**Document passage:**
──────────
# Another pretty rare model.



## island schwinn (Jan 15, 2015)

Just in today.a 62 tornado twin straightbar with the later style frame.december 61 frame date,so a 62 model.i've only seen typhoons with this frame.


----------



## Ozark Flyer (Jan 15, 2015)

Holy Cow Brian!  That is SICK!  You catch the coolest stuff.


----------



## island schwinn (Jan 15, 2015)

I do a lot of shopping in Kennewick.


----------



## OBrider (Jan 15, 2015)

Like it! Nothing to do to that one!

OBrider


----------



## GTs58 (Jan 15, 2015)

What a black beauty! Is that one going to stay inside the house? Any history about the original owner that got that new? Cool chainguard markings, never seen that one before.


----------



## BLWNMNY (Jan 15, 2015)

That is Nice!


----------



## Pantmaker (Jan 15, 2015)

O mercy...that bike is wicked.

Black Betty (Official Video http://youtu.be/ZbjyuDYtAtk


----------



## randallace (Jan 16, 2015)

same frame a my typhoon 1962 i think 





after a cleaning


----------



## island schwinn (Jan 16, 2015)

It is the same frame.a very short run for this style and most I've seen were typhoons.the earlier style with the short twin bars was used 59-61.i sold a sweet 62 typhoon a while back and kicked myself ever since.i feel a little better now.


----------



## PCHiggin (Jan 16, 2015)

I've seen a July '61 Flying Star,Sept. '61 Skipper and a few Tornados with that frame. Yours is the nicest of the bunch.


----------



## island schwinn (Jan 16, 2015)

PCHiggin said:


> I've seen a July '61 Flying Star,Sept. '61 Skipper and a few Tornados with that frame. Yours is the nicest of the bunch.



Thanks,I appreciate the compliments.
My next bike is a 61 flying star,but it's the early twin bar.this is the only later style tornado I've ever seen.sure would like to see pics of the 61 bikes with the bars that go all the way to the dropouts.i know the 61 and earlier tanks won't fit the later frame.


----------



## Sambikeman (Jan 16, 2015)

...................... Awsome bike island schwinn ................


----------



## PCHiggin (Jan 16, 2015)

I saw that Flying Star a few years ago in Holly Mi,decent shape and original.I Couldnt talk him out of it.I really like the paint sceme of that or the Skipper,maybe I'll stumble on one some day...Heres my '62 Typhoon,one of my best riders.


----------



## island schwinn (Jan 16, 2015)

PCHiggin said:


> I saw that Flying Star a few years ago in Holly Mi,decent shape and original.I Couldnt talk him out of it.I really like the paint sceme of that or the Skipper,maybe I'll stumble on one some day...Heres my '62 Typhoon,one of my best riders.



Gotta love them twin straightbar bikes.nice ride there.


----------



## GTs58 (Jan 16, 2015)
──────────
**Entries from a dataset:**
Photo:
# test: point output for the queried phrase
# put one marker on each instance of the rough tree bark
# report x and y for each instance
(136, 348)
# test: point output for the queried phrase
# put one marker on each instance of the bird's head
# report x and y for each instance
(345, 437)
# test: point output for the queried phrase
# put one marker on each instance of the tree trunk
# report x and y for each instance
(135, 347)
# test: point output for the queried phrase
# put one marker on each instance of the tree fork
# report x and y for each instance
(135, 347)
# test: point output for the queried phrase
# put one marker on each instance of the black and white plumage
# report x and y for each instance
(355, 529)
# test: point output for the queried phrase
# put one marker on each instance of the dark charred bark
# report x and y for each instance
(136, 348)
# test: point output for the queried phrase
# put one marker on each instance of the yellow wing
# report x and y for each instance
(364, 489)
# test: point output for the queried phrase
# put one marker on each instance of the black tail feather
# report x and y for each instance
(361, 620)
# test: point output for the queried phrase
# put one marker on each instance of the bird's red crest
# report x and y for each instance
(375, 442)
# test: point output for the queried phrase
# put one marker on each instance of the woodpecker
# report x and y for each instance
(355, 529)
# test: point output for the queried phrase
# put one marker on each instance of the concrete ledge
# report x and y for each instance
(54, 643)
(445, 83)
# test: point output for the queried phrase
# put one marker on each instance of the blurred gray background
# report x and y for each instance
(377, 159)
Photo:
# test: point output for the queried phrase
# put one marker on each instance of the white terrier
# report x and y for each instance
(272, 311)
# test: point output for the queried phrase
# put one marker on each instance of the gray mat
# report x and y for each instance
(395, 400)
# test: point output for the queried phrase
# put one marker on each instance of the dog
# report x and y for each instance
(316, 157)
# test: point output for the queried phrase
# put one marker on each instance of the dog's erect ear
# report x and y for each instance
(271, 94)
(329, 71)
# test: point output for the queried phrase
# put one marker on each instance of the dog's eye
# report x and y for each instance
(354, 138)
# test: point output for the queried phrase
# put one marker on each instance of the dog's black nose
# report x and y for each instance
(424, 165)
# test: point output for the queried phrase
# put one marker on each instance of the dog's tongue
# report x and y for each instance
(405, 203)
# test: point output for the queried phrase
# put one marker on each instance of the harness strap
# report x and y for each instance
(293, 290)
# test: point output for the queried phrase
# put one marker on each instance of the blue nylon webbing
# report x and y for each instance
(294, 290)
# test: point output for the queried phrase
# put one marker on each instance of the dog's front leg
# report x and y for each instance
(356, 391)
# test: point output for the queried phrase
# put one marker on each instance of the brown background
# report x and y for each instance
──────────
**Task instructions:**
• A. Please reproduce the part of the thread starting at "# Another pretty" and ending at "with this frame.".
• B. List every bicycle model name mentioned in the thread.
This material has no connection to the thread.

**Task results:**
• A.
# Another pretty rare model.



## island schwinn (Jan 15, 2015)

Just in today.a 62 tornado twin straightbar with the later style frame.december 61 frame date,so a 62 model.i've only seen typhoons with this frame.

• B.
Tornado
Typhoon
Flying Star
Skipper